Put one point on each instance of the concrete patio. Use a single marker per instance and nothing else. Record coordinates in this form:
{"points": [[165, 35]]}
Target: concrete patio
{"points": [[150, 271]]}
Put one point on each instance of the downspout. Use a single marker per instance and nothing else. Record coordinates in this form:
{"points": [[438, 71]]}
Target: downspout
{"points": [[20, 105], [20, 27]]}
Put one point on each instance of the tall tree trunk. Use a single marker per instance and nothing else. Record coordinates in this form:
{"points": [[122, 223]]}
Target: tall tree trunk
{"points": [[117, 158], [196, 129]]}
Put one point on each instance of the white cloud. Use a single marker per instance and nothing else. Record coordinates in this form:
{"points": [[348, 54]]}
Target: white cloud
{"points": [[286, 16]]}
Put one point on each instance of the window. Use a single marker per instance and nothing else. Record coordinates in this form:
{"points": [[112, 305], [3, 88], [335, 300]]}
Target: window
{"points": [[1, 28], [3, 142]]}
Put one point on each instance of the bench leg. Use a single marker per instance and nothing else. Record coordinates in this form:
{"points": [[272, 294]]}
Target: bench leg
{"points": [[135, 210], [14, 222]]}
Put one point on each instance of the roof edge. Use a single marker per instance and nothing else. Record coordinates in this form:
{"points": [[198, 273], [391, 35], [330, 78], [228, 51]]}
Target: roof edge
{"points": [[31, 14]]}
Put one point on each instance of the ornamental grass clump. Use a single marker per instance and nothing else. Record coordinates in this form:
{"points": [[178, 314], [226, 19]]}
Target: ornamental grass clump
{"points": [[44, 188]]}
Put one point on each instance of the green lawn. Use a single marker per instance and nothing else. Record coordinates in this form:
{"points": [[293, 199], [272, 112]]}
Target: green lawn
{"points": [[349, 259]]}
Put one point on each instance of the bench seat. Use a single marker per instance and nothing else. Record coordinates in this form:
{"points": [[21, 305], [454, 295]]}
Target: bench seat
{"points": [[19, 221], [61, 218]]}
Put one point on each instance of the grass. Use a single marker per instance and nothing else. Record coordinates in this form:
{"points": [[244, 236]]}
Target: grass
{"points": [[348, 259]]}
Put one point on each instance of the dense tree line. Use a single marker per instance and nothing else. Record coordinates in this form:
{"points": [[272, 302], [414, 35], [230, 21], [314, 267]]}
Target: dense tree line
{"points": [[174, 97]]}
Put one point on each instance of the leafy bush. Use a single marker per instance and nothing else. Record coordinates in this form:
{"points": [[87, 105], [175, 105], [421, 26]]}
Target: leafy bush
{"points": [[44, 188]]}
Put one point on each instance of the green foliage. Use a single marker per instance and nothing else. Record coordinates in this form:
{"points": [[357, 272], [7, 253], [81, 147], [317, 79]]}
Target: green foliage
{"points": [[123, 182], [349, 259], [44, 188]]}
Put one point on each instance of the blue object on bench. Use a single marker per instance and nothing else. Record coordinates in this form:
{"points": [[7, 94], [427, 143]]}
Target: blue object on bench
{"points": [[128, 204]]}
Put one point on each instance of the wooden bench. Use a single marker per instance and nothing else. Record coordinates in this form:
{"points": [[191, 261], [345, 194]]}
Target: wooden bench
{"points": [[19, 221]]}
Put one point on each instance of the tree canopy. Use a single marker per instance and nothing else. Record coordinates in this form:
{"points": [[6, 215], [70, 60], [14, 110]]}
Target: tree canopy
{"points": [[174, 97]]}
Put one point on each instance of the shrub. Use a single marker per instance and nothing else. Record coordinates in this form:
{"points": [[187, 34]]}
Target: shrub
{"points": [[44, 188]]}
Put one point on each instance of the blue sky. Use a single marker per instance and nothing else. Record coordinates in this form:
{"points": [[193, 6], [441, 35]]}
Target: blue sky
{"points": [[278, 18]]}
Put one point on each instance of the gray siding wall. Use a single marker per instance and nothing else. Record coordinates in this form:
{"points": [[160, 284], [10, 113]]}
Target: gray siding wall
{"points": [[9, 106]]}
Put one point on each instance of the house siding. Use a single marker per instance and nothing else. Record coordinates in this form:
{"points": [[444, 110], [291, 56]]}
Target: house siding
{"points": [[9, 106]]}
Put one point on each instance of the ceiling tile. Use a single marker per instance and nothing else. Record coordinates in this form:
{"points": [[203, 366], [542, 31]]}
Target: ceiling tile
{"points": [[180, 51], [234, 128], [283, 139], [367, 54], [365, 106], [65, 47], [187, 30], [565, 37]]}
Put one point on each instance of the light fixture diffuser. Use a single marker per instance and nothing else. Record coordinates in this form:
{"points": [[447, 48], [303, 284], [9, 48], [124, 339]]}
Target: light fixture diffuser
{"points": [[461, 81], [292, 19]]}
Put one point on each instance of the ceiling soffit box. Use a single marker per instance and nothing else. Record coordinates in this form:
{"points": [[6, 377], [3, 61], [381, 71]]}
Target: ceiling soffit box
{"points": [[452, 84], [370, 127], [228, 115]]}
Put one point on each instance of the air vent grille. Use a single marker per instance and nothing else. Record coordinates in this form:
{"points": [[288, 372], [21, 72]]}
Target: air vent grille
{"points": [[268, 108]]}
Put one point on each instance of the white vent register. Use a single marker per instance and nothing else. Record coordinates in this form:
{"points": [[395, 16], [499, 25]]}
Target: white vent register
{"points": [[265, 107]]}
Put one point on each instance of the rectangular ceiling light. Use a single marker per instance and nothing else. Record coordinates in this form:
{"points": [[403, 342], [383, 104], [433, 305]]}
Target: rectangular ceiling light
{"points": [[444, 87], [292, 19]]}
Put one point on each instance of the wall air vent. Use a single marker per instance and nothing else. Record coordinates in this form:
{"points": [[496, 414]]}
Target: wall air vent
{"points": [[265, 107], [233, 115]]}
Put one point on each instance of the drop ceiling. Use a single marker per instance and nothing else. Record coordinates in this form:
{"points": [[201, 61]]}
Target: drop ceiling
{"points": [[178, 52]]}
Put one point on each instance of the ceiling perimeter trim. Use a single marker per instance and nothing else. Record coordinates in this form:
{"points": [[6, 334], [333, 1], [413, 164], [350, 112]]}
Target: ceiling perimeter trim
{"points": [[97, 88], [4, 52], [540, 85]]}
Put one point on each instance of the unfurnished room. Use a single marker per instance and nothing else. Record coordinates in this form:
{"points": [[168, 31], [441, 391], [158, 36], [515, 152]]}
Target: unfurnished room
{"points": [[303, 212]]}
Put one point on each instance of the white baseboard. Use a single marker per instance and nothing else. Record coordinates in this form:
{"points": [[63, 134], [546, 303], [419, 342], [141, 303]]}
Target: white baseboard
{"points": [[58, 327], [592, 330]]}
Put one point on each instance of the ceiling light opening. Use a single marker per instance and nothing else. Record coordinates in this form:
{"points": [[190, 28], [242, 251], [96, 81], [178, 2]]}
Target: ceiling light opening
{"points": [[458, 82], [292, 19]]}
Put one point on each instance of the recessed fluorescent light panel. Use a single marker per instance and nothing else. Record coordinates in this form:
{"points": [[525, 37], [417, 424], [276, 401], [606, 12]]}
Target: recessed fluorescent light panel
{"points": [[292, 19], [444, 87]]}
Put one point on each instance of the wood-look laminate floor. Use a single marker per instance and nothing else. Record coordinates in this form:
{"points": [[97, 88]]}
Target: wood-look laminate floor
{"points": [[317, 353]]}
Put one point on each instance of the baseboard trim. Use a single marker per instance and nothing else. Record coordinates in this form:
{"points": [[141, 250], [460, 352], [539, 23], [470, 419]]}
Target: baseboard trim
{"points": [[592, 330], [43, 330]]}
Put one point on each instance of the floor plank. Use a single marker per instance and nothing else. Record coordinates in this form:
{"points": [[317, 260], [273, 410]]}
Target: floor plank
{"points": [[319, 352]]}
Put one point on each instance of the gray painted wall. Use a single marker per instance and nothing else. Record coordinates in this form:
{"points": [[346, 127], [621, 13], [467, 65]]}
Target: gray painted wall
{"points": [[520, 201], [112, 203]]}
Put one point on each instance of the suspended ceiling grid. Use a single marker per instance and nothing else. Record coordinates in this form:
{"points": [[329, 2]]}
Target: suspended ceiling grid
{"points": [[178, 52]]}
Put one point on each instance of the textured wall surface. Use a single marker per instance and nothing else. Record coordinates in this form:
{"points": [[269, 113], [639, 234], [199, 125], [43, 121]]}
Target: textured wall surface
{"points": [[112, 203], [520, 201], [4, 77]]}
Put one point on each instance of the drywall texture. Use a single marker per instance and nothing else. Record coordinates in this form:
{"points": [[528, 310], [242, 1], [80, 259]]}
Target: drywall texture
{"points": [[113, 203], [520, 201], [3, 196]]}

- - -

Keep only the lines from the one containing "Put one point on each instance of the suspended" to the end of the entries, and repeat them exactly.

Put one point on each instance of the suspended ceiling grid. Use a single marker per instance and nothing else. Record coordinates in this form:
{"points": [[329, 2]]}
Target: suspended ceiling grid
{"points": [[178, 52]]}
Put one point on each instance of the textured wall surface. Use a single marker per instance and nothing else. Record coordinates in this form:
{"points": [[269, 113], [639, 234], [199, 125], [43, 121]]}
Target: textured wall surface
{"points": [[112, 203], [520, 201], [4, 77]]}
Put one point on each instance of the drywall texture. Use a single marker per instance and nothing else. Record coordinates in this form:
{"points": [[528, 310], [242, 1], [80, 259]]}
Target: drywall texture
{"points": [[113, 203], [520, 201], [3, 196]]}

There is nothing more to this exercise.